▸ **Text section**
Scientists at the North Carolina State University are developing a new wearable system, known as the Health and Environmental Tracker device (HET), to help asthmatics avoid future asthma attacks.

The HET device is a three part system of integrated sensors that are designed to combine both environmental and metabolic information to allow those suffering from asthma to receive advance warning about the risk of a potential attack, based on the collected data.

The first of the three parts that make up the HET system is a wrist-worn, watch-like sensor that collects environmental data on asthma aggravating factors such as the ambient temperature and volatile organic compounds.

The second part of the system is a chest-worn sensor patch that measures metabolic information such as heart rate, blood oxygen levels and breaths-per-minute.

The final part is a pocket spirometer, which measures lung ventilation and air capacity.

In contrast to other Asthma devices, these three devices are integrated via Bluetooth technology and linked to a mobile phone or computer. The system is also the first of its kind to combine both environmental and metabolic information for analysis and asthma prevention.

Preliminary testing results published in the IEEE Journal of Biomedical and Health Informatics indicate that the HET device  is capable of helping to prevent asthma attacks, but further testing though controlled experiments is planned in the future.

Currently the system is battery powered, but the research team intends to upgrade it by modifying the system to be powered by the human body itself.

Principle investigator for the study, Alper Bozkurt from NC State, suggested that future systems could have much greater functionality, such as monitoring diabetes and medicine management and compliance.

“Our long-term goal is to provide a self-powered system for wellness detection,” said Bozkurt.

If future testing goes well, Bozkurt hopes that the HET device will be market ready in four to five years, adding that the final body-powered version is projected to cost $50 per unit.

▸ **Data for analysis**
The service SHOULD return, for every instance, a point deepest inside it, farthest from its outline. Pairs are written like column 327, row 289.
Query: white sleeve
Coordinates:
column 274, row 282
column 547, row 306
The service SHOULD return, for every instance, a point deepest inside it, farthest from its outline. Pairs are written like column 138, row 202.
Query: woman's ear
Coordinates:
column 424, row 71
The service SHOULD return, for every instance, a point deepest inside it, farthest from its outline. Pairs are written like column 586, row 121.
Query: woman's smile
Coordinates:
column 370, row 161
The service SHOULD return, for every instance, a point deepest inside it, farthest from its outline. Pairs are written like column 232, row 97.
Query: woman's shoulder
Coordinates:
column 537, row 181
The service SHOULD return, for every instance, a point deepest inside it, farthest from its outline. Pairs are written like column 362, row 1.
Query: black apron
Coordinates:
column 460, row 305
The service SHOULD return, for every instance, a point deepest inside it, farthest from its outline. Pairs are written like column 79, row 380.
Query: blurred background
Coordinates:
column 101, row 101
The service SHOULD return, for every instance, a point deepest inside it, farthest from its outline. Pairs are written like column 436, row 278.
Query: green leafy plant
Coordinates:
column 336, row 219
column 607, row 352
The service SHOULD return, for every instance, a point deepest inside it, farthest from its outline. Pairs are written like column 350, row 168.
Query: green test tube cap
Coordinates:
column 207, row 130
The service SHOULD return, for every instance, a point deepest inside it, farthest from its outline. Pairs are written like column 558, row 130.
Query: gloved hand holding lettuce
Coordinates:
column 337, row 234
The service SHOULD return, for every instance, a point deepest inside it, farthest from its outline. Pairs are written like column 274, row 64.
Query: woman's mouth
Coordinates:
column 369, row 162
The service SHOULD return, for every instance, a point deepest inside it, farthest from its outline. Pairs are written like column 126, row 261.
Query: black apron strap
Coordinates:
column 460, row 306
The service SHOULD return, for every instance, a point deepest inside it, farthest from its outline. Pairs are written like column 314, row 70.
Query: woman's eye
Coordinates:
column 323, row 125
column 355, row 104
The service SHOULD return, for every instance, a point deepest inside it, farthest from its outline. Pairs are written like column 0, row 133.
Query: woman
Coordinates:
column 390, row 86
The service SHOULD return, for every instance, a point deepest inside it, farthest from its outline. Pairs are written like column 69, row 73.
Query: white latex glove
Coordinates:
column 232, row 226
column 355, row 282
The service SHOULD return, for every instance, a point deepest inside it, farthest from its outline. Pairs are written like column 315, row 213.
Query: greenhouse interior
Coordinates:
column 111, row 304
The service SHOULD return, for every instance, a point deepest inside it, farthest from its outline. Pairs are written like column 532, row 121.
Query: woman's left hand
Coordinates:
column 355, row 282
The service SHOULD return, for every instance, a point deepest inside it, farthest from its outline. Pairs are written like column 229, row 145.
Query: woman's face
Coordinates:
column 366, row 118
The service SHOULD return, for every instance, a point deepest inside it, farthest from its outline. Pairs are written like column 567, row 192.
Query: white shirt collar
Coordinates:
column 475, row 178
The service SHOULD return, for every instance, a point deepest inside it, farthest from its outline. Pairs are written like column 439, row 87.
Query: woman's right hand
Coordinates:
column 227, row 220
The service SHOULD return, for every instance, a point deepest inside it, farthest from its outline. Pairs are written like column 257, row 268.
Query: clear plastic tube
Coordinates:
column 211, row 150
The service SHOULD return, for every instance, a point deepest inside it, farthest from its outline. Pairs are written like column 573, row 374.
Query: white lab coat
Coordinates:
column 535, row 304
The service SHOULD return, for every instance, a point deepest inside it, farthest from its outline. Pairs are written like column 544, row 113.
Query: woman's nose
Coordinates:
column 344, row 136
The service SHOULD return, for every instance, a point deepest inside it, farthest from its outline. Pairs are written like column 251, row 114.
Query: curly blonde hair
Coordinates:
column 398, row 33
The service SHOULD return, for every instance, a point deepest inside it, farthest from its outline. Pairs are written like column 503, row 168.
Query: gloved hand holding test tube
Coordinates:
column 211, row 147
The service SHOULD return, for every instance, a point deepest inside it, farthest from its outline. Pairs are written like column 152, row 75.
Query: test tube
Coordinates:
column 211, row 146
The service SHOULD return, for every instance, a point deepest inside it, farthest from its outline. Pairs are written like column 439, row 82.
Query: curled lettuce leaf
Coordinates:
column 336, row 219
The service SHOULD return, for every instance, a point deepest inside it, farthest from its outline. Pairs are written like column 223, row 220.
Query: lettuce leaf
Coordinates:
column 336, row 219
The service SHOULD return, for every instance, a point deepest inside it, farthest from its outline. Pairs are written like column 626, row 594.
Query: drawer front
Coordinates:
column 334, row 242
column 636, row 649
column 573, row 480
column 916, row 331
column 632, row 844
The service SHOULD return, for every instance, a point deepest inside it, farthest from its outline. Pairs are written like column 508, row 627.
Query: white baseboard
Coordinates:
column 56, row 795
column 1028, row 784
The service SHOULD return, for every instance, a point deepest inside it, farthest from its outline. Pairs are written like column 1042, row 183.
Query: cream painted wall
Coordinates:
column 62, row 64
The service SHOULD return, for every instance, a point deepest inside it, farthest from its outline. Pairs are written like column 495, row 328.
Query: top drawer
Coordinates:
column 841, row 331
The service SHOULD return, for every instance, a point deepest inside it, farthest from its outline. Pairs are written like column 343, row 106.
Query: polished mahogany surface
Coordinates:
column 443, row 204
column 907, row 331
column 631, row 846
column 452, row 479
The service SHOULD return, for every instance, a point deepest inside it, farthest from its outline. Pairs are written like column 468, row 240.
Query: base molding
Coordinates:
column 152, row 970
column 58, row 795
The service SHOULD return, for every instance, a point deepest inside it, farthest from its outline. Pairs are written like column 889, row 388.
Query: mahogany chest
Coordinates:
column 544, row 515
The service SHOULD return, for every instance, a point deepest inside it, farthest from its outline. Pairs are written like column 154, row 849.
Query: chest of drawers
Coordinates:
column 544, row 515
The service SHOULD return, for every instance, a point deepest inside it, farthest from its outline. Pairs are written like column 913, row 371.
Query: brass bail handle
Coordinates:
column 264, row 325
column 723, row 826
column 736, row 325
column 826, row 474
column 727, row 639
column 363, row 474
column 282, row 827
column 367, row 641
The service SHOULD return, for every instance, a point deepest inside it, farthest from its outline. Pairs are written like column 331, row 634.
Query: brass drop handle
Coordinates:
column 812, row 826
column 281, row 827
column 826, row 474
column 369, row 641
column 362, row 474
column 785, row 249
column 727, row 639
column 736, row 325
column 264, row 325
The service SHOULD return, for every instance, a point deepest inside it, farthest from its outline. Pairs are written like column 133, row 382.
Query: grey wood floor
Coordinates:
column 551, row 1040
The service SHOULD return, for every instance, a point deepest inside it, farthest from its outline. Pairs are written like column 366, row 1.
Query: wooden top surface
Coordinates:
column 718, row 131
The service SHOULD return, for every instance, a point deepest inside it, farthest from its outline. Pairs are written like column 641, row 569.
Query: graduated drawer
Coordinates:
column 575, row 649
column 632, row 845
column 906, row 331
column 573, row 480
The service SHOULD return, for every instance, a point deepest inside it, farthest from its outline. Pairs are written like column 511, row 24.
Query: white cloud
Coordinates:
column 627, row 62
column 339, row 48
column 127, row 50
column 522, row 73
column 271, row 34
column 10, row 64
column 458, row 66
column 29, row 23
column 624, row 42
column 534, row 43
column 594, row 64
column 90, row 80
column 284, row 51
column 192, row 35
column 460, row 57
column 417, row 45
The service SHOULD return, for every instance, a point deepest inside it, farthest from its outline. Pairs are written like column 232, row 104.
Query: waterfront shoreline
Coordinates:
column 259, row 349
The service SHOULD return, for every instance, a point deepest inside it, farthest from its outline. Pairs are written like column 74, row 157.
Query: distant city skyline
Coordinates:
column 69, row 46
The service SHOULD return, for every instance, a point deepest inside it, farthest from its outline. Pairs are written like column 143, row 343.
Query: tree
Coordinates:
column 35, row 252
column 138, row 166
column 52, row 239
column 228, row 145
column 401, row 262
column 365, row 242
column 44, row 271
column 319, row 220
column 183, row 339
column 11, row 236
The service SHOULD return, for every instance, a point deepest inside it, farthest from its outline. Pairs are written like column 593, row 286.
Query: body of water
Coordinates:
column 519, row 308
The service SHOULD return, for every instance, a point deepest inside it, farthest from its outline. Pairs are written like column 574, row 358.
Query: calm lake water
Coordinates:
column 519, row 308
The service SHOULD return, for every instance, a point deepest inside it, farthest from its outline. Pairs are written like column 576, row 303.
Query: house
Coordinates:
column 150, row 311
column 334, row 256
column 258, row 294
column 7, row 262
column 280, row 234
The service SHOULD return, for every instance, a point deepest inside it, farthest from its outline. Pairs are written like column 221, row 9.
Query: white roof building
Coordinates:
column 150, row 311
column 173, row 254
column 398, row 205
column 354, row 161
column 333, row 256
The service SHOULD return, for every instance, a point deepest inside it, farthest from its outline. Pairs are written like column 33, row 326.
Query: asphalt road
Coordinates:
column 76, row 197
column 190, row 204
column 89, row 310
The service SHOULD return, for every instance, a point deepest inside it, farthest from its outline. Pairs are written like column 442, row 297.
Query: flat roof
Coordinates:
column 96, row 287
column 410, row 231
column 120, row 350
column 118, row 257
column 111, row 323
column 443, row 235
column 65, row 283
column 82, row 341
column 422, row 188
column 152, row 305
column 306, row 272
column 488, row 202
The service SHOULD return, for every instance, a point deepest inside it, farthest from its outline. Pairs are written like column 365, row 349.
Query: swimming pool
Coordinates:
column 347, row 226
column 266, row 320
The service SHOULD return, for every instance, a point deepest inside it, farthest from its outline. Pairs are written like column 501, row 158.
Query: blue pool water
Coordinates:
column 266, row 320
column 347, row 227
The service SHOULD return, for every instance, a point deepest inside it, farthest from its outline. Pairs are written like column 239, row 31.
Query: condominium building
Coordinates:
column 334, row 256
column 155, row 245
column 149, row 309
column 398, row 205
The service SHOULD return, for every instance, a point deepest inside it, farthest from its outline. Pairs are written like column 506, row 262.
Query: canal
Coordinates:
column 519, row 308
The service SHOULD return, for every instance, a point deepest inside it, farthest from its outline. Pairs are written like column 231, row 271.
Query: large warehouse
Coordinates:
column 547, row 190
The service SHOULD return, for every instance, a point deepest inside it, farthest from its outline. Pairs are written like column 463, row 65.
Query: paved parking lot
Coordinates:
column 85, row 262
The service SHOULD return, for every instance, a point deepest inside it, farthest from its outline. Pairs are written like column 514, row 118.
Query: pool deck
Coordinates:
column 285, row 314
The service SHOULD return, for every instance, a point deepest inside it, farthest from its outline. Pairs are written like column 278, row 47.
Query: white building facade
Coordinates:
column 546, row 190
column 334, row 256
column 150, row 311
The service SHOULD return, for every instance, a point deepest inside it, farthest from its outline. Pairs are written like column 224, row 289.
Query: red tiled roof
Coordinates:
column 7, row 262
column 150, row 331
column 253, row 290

▸ **Things to do**
1) From the article on the asthma-tracking device, extract the passage from "In contrast to" up to and including "management and compliance.".
2) What does the pocket spirometer measure, according to the article on the asthma-tracking device?
3) According to the article on the asthma-tracking device, why do the HET device's sensors combine environmental and metabolic information? Answer in one to three sentences.

▸ **Responses to the exercise**
1)
In contrast to other Asthma devices, these three devices are integrated via Bluetooth technology and linked to a mobile phone or computer. The system is also the first of its kind to combine both environmental and metabolic information for analysis and asthma prevention.

Preliminary testing results published in the IEEE Journal of Biomedical and Health Informatics indicate that the HET device  is capable of helping to prevent asthma attacks, but further testing though controlled experiments is planned in the future.

Currently the system is battery powered, but the research team intends to upgrade it by modifying the system to be powered by the human body itself.

Principle investigator for the study, Alper Bozkurt from NC State, suggested that future systems could have much greater functionality, such as monitoring diabetes and medicine management and compliance.

2) It measures lung ventilation and air capacity.

3) The sensors combine both kinds of information so that people with asthma can receive advance warning about the risk of a potential attack, based on the collected data.